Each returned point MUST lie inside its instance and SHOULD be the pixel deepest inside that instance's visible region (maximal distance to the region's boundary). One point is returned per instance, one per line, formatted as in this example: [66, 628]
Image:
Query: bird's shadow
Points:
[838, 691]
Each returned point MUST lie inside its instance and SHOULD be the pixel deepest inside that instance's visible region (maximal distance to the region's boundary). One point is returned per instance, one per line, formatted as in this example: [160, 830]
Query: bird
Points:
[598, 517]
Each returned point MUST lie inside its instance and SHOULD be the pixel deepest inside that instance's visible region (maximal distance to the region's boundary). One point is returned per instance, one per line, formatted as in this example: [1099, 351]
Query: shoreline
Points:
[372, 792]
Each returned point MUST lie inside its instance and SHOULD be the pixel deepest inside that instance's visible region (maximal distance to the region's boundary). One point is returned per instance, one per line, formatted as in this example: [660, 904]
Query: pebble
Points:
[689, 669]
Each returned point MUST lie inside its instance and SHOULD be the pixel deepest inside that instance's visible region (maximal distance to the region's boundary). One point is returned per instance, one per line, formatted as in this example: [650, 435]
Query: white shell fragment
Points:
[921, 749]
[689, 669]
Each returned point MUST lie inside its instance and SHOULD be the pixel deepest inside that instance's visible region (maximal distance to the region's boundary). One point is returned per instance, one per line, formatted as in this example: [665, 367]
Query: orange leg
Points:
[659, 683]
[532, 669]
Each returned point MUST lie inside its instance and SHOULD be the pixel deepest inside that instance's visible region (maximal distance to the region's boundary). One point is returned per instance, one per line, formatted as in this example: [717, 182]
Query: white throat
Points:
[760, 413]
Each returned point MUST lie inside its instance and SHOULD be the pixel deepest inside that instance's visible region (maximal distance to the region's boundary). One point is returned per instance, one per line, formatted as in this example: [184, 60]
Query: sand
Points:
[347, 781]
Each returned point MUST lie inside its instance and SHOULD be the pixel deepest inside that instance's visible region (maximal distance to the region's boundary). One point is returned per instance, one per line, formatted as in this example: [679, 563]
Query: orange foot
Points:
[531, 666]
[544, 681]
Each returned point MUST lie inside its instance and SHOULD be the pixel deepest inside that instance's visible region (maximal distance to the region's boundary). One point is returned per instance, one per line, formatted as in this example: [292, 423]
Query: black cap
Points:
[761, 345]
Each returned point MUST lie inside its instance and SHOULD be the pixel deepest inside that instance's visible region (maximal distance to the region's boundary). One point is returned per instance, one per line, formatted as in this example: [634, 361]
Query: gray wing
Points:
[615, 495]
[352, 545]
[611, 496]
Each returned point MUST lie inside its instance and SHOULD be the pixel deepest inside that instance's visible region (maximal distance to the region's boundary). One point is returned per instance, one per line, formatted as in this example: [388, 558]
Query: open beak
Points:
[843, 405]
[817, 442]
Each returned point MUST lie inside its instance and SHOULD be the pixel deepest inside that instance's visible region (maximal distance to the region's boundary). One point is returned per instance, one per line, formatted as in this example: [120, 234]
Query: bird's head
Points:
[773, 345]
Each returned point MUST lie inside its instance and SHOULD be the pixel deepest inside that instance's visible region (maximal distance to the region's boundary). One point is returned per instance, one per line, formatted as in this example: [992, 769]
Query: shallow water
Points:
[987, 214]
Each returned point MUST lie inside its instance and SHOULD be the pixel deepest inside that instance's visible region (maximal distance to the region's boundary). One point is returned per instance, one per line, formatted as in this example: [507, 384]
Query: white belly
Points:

▬▬▬

- DIRECTIVE -
Reproduce all of the entries above, swapping each occurrence of "Query" for "Label" and leaving everything else unchanged.

- THE RESPONSE -
Each returned point MUST lie inside its instance and SHOULD be the pixel deepest inside that instance's visible region (maximal distance to the region's boundary). One point is returned per instance, one per line, formatted as in this example: [66, 628]
Image:
Label: bird's shadow
Points:
[838, 691]
Each returned point MUST lie inside its instance and SHOULD be the pixel deepest inside that instance's visible region (maximal distance to the region's boundary). One point is returned per instance, one per line, formatted as in this example: [160, 830]
Label: bird
Points:
[598, 517]
Each returned point MUST lie inside its instance and SHOULD be the pixel deepest inside that instance's visible region (maximal distance to the region's boundary). One point is returned per instance, one per line, formatted as in this example: [1099, 351]
Label: shoreline
Points:
[372, 792]
Each returned point MUST lie inside its instance and SHOULD be the pixel deepest inside that instance's visible region (maximal distance to the region's boundary). One point is returned per instance, one per line, formatted as in this example: [660, 904]
Label: pebble
Points:
[689, 669]
Each returned point MUST lie inside its instance and SHOULD be the pixel deepest inside that instance's visible region (maximal distance to the region's boundary). One point is returned per instance, one per line, formatted as in this example: [650, 435]
Label: white shell fragment
Points:
[921, 749]
[689, 669]
Each returned point MUST lie inside its instance and SHOULD be the pixel deepest inside that instance's visible region (maximal distance to the region's boundary). One point is returned per instance, one per line, formatted as in this example: [665, 367]
Label: orange leg
Points:
[659, 683]
[532, 669]
Each returned point MUST lie inside its instance and SHOULD be the pixel deepest inside that instance's visible region (maximal distance to the region's boundary). One point is returned per instance, one per line, formatted as in this example: [717, 182]
Label: white throat
Points:
[760, 413]
Each returned point MUST lie inside its instance and SHOULD be the pixel deepest inside that instance's visible region (maximal distance to the region's boundary). One point is returned per instance, one per line, formatted as in this example: [184, 60]
Label: sand
Points:
[347, 781]
Each returned point MUST lie inside its instance and SHOULD be the pixel deepest inside that instance's visible region (maximal distance to the region's boundary). One point is returned per instance, one per line, formatted as in this example: [679, 563]
Label: orange foot
Points:
[531, 666]
[544, 681]
Each returned point MUST lie inside its instance and SHOULD be the pixel deepest inside that instance's visible region (maximal distance to the region's boundary). One point is returned per instance, one per line, formatted as in this example: [292, 423]
Label: black cap
Points:
[761, 345]
Each returned point MUST lie inside its instance and SHOULD be the pixel deepest inside that instance's visible region (maximal distance to the region's boundary). One point is returned per instance, one per line, formatted as in this example: [634, 361]
Label: gray wing
Points:
[615, 495]
[352, 545]
[611, 496]
Each returned point MUST lie inside its instance and SHOULD be the pixel deepest inside that instance's visible region (maximal distance to the region's boundary). One point is returned per instance, one per line, formatted as in this example: [388, 558]
Label: open beak
Points:
[843, 405]
[817, 442]
Each returned point MUST lie inside its instance and SHOULD be the pixel deepest inside that instance's visible region (maximal distance to the region's boundary). One point is returned per instance, one per line, formatted as in this example: [120, 234]
Label: bird's head
Points:
[773, 345]
Each returned point MUST lie inside its instance and SHOULD be the pixel deepest inside that instance's visible region (maximal distance to the region's boundary). One point is returned per instance, one per line, formatted as in this example: [992, 769]
Label: shallow water
Points:
[987, 214]
Each returned point MUST lie inside its instance and SHOULD be the pixel deepest inside that instance's visible region (maximal distance to the region's boundary). One point is returned per instance, one per line, formatted as in this example: [507, 384]
Label: white belly
Points:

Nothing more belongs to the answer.